Texto proporcionado:

—————

Pero nada de esto es realmente nuevo. Cristo Jesús señaló este mismo punto en su Sermón del Monte: “Han oído que a nuestros antepasados se les dijo: ‘No asesines. Si cometes asesinato quedarás sujeto a juicio’. Pero yo digo: aun si te enojas con alguien, ¡quedarás sujeto a juicio! Si llamas a alguien idiota, corres peligro de que te lleven ante el tribunal; y si maldices a alguien, corres peligro de caer en los fuegos del infierno” (Mateo 5:21, 22, NTV). Está claro que los pensamientos son letales mucho antes que las emociones, palabras, acciones y reacciones que generan.
En el mismo sermón, Jesús exhortó a sus oyentes a dar un paso radical, en mente y corazón, para corregir estos errores: “Pero yo digo: ¡ama a tus enemigos! ¡Ora por los que te persiguen! De esa manera, estarás actuando como verdadero hijo de tu Padre que está en el cielo. Pues él da la luz de su sol tanto a los malos como a los buenos y envía la lluvia sobre los justos y los injustos por igual. …Pero tú debes ser [completo], así como tu Padre en el cielo es [completo]” (Mateo 5:44, 45, 48, NTV).
Nuestra identidad creada por Dios no es en absoluto dada a la violencia, la ira, la frustración o la humillación. Estos no son más innatos en cualquier niño, mujer u hombre como creación de Dios que la enfermedad. De hecho, estamos hechos para amar, no para odiar o herir, ya sea a los demás o a nosotros mismos. Y estamos hechos para vivir en afectuosa relación con todos porque el Dios que nos hizo es el Amor mismo y el único poder verdadero. Esta es la única explicación para el continuo llamado del Cristo a que sus seguidores amaran a todos: conocido o extraño, familia o enemigo.
La obra principal de Mary Baker Eddy, Ciencia y Salud con la Llave de las Escrituras, explica que el Amor que el Cristo vivió es universal y siempre suficiente: “La profundidad, la anchura, la altura, el poder, la majestad y la gloria del Amor infinito llenan todo el espacio. ¡Eso basta!” (pág. 520). Esta bondad genuina e imparcial es inevitablemente pacífica y sabia, provocando pensamientos y acciones que no solo arreglan las cosas o apaciguan los malos motivos, sino que resuelven el problema subyacente: una mala comprensión de nosotros mismos y de los demás como mortales comprometidos o perdidos, temerosos y por nuestra cuenta. En cambio, el Amor reconoce nuestra unidad eterna e inmutable con el Amor, haciendo que cada uno de nosotros sea como Dios, espiritual y tan incapaz de quedar mal como lo somos de perder los estribos, nuestra mente o el cuidado de Dios.
El libro de texto de la Ciencia Cristiana destaca la seguridad que esto trae de estar a salvo tanto de perpetrar como de ser víctima de la voluntad humana y la violencia, proporcionando un camino a seguir para todos: “Revestido con la panoplia del Amor, el odio humano no puede alcanzarte. El cemento de una humanidad más elevada unirá todos los intereses en la divinidad única” (Ciencia y Salud, pág. 571).
Podemos esforzarnos por reconocer a los hijos del Amor en aquellos que encontramos y en nosotros mismos, para ejercer y crecer en la paciencia, bondad, generosidad y afecto que el Amor nos ha dado. A medida que lo hagamos, podremos enfrentar los pensamientos que nos tentarían a sentirnos indignos o enojados, y a ver más allá y desarmar la insatisfacción y otros pedidos de ayuda que silenciosamente pretenden ser nuestra identidad o la de otro y justificar las represalias.
El amor santo, puro e incesante que emana de Dios, y que cada uno de nosotros incluye, se regocija en la oportunidad de apreciar y elevar a los demás. Permitir que guíe nuestro corazón y consciencia nos convierte en pacificadores y conciliadores. Y nos ayudará a todos a abandonar la violencia —en pensamientos, palabras y hechos— en favor de Dios y del amor maternal que nos mantiene tiernamente a cada uno.

—————

Datos proporcionados:
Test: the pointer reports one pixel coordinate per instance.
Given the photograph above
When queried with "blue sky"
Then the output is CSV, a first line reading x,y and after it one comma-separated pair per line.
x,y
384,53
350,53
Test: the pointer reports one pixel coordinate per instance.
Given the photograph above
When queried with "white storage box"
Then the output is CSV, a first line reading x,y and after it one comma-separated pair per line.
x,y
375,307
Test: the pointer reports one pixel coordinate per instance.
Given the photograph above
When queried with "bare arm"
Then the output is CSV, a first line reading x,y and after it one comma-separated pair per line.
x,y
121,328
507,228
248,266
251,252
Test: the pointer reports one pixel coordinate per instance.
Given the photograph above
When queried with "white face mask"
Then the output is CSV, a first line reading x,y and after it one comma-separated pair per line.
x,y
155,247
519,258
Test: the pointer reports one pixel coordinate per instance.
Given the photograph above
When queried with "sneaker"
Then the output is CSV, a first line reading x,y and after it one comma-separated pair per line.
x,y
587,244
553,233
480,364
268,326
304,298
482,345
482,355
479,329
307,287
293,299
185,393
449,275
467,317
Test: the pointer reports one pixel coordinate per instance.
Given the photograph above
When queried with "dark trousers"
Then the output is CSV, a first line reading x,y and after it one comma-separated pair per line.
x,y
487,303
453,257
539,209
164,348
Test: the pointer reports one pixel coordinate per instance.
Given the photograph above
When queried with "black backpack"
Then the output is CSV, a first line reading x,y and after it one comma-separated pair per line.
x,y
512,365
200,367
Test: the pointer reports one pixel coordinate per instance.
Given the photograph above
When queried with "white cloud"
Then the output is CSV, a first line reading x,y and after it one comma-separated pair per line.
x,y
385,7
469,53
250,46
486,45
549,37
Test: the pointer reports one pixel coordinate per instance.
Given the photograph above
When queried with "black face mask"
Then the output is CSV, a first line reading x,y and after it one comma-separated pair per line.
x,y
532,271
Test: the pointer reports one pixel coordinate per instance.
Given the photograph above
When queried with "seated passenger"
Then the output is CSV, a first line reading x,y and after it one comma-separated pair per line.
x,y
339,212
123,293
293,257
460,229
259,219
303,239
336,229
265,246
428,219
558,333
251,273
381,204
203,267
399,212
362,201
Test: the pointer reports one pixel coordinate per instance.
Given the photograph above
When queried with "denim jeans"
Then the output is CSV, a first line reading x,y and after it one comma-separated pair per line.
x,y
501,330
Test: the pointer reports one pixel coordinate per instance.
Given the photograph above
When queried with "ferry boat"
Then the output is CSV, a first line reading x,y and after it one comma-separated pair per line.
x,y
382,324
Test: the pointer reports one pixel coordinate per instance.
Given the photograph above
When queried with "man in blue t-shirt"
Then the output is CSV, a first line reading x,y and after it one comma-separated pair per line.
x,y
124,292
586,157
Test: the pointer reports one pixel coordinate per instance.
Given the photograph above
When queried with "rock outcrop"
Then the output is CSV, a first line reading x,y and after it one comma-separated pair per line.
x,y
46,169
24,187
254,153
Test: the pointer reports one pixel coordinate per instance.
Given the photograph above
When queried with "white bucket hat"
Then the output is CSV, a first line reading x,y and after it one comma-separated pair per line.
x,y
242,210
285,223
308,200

—————

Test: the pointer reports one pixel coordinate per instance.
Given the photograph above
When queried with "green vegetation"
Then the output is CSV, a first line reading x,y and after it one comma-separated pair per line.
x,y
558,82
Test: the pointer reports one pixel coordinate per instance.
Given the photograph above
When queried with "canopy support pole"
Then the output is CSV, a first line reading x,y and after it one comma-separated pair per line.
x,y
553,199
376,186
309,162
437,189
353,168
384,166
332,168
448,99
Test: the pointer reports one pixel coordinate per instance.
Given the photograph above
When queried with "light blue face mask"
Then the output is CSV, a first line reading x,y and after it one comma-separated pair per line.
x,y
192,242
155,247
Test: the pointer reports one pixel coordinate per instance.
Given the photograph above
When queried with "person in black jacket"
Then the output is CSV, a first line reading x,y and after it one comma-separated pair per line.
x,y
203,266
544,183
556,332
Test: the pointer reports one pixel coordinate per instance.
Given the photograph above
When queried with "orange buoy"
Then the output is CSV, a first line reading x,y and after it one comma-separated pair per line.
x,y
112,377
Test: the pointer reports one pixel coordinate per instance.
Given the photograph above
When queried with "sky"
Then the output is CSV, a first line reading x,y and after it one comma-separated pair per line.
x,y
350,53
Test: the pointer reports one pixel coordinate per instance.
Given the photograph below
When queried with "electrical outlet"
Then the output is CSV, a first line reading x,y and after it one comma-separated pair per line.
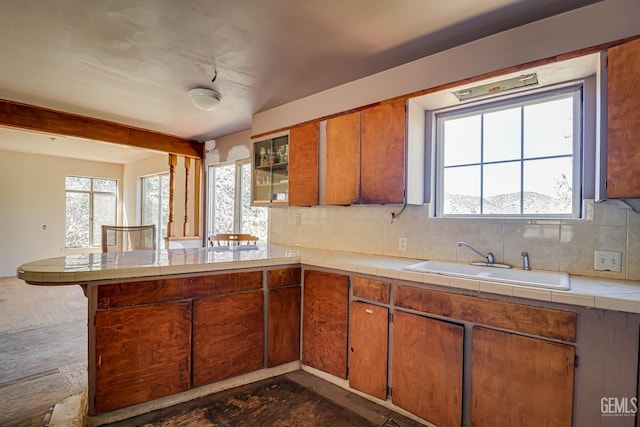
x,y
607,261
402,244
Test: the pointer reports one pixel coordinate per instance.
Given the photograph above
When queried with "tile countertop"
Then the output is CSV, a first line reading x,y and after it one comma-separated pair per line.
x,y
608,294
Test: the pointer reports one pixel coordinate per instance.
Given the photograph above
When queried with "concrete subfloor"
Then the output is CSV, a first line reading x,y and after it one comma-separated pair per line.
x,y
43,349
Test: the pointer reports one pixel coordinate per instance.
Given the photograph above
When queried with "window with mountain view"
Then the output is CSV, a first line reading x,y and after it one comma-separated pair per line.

—————

Según el texto proporcionado, ¿cuál es la obra principal de Mary Baker Eddy?

Tu respuesta: Ciencia y Salud con la Llave de las Escrituras.